Left-invariant evolutions of wavelet transforms on the Similitude Group

TL;DR

This paper introduces a novel wavelet transform on the similitude group to enhance elongated structures in noisy images, preserving crossings and improving over existing PDE-based methods.

Contribution

It develops a continuous wavelet transform on SIM(2) and employs left-invariant evolutions for robust, crossing-preserving image enhancement, advancing prior PDE techniques.

Findings

Improved enhancement of elongated structures in noisy images.

Better preservation of crossings compared to existing methods.

Demonstrated advantages over previous Euclidean motion group approaches.

- [Given information]:
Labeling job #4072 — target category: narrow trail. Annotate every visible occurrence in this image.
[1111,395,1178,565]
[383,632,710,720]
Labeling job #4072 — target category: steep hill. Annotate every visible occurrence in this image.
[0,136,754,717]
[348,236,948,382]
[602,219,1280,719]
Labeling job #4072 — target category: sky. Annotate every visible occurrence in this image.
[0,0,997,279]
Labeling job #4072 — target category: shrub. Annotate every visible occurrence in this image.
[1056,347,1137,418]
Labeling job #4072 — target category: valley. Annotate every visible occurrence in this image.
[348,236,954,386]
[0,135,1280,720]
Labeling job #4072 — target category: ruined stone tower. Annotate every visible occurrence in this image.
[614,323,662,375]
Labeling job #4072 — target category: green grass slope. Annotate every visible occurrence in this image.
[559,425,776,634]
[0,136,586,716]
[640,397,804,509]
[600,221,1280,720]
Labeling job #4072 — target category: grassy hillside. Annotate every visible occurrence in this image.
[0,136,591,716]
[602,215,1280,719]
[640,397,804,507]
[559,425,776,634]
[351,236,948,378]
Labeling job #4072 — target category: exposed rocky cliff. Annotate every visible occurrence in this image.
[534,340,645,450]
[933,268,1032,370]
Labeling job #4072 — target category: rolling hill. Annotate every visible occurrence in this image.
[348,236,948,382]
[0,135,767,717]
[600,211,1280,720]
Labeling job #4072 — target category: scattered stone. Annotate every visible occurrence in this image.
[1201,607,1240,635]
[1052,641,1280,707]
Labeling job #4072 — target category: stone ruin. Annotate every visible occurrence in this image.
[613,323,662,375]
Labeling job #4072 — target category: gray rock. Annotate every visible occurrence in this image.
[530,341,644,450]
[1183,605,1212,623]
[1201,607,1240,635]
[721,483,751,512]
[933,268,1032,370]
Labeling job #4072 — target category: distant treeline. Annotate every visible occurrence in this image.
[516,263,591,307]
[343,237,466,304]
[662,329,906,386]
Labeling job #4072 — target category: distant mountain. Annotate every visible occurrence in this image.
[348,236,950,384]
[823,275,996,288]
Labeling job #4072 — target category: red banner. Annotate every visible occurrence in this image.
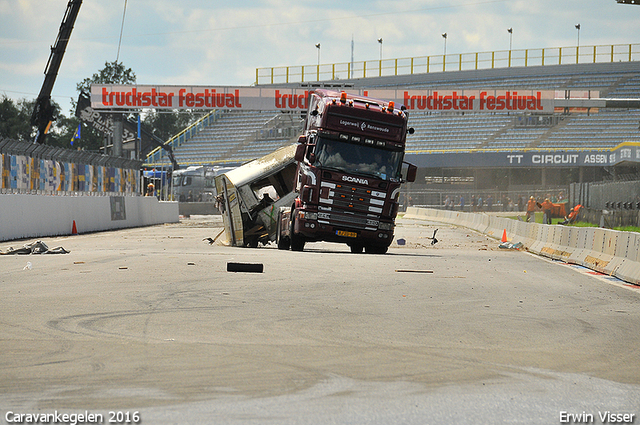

- [Work task 1]:
Duplicate the passage from the wavelet transform summary, starting with "This paper introduces" and going on through "in noisy images.".
- [Work task 2]:
Go on with the summary of the similitude group wavelet paper from the point where it stops.

- [Final answer 1]:
This paper introduces a novel wavelet transform on the similitude group to enhance elongated structures in noisy images, preserving crossings and improving over existing PDE-based methods.

Contribution

It develops a continuous wavelet transform on SIM(2) and employs left-invariant evolutions for robust, crossing-preserving image enhancement, advancing prior PDE techniques.

Findings

Improved enhancement of elongated structures in noisy images.

- [Final answer 2]:
Abstract

Enhancement of multiple-scale elongated structures in noisy image data is relevant for many biomedical applications but commonly used PDE-based enhancement techniques often fail at crossings in an image. To get an overview of how an image is composed of local multiple-scale elongated structures we construct a multiple scale orientation score, which is a continuous wavelet transform on the similitude group, SIM(2). Our unitary transform maps the space of images onto a reproducing kernel space defined on SIM(2), allowing us to robustly relate Euclidean (and scaling) invariant operators on images to left-invariant operators on the corresponding continuous wavelet transform. Rather than often used wavelet (soft-)thresholding techniques, we employ the group structure in the wavelet domain to arrive at left-invariant evolutions and flows (diffusion), for contextual crossing preserving enhancement of multiple scale elongated structures in noisy images. We present experiments that display benefits of our work compared to recent PDE techniques acting directly on the images and to our previous work on left-invariant diffusions on orientation scores defined on Euclidean motion group.